TASK OBJECTIVE —
Below are the records. Reproduce exactly the lines from the one containing "[locate] cab side window (one point each)" through the final line, and omit any pictures.

DATASET EXTRACT —
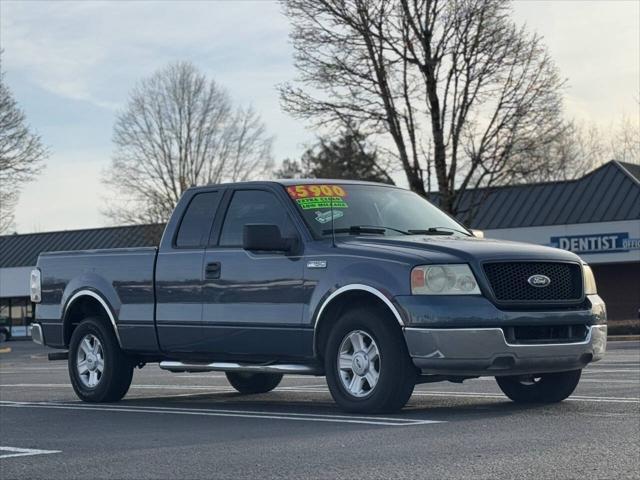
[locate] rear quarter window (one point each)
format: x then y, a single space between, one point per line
197 220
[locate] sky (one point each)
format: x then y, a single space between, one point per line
71 65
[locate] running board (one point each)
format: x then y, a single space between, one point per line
240 367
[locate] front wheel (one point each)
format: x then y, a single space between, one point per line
249 383
540 388
99 370
367 364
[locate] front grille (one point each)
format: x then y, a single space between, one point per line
510 282
526 335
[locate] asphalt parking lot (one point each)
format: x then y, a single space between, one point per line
196 426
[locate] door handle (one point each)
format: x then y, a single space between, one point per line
212 270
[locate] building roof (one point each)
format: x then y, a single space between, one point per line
608 193
23 250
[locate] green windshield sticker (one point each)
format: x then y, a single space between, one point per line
315 203
325 217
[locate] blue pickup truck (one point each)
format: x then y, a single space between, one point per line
369 285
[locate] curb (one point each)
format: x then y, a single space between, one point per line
622 338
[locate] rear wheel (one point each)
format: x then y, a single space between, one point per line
99 370
540 388
248 383
367 364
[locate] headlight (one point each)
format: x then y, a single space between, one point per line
589 280
443 280
35 286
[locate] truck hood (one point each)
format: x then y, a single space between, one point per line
445 248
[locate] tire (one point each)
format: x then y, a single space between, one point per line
375 373
544 388
250 383
93 385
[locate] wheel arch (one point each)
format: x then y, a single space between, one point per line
84 303
342 299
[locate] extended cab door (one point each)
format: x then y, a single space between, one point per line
179 274
253 302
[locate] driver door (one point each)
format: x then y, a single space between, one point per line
252 302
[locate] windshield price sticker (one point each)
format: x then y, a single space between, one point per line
316 197
314 191
316 203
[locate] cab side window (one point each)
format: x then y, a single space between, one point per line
253 206
197 220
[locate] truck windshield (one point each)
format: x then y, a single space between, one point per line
370 210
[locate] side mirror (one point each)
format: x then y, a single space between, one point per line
266 238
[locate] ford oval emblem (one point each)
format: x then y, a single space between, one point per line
539 281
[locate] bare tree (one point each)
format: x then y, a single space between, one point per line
461 91
21 154
624 143
178 131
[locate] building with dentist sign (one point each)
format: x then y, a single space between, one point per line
596 216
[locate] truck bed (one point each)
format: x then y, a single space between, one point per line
123 276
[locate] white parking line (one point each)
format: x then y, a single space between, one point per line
323 389
380 421
23 452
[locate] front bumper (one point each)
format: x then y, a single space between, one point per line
485 351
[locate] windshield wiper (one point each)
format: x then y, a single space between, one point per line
358 229
438 231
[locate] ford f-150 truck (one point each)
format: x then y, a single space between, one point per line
369 285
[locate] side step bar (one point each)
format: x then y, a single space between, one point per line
173 366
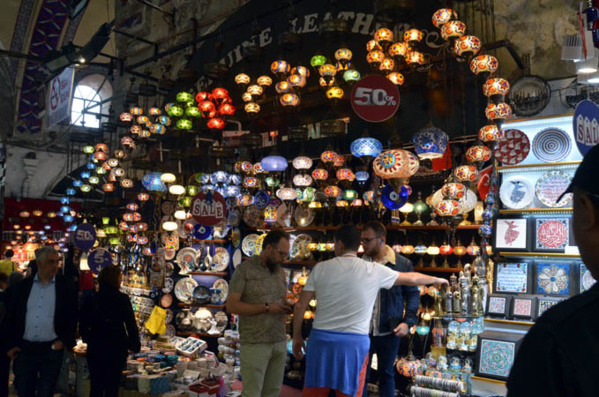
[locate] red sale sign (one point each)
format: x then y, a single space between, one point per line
208 209
375 98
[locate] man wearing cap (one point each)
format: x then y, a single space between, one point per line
559 355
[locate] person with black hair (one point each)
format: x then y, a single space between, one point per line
345 288
558 356
257 294
7 265
107 324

FINISHED ANSWER —
[locate] cab side window (one point each)
format: x then y, a single space between, one point per line
253 206
197 220
[locate] truck windshield (one point each)
format: x then y, a single space between, one point per line
370 210
[locate] side mirror (one point each)
format: x then y, a single space between, one point per line
266 238
[locate] ford oval emblem (one point each)
format: x then y, a single space between, one point per line
539 281
[locate] bare tree (one point each)
format: x then y, a single space between, one point per line
461 91
21 154
624 143
178 131
[locate] building with dentist sign (one point each)
format: x then y, a single space between, one point per line
596 216
[locate] truck bed (one point each)
format: x then y, a single space between, one point per line
123 276
[locate] white parking line (one point each)
format: x then y, a single space between, one point per line
323 389
380 421
23 452
[locate] front bumper (one point each)
format: x then y, a single space between, one point per line
485 351
[locate] windshield wiper (one point each)
format: x then y, a single space between, one point per line
358 229
438 231
[locate] ford f-150 truck (one point each)
format: x then y, a single space between, one point per line
369 285
[locate] side step bar (one point each)
format: x then y, a single space between, one point per line
173 366
[locate] red sale sign (one point each)
format: x then y, a single space between, one point per line
208 209
375 98
[locate] man wearing cap (one point each)
format: x then y, a single space between, one point per line
559 355
[locate] person with black hair (one point each)
format: x then y, a single space between, one point per line
345 288
558 356
257 294
7 265
107 324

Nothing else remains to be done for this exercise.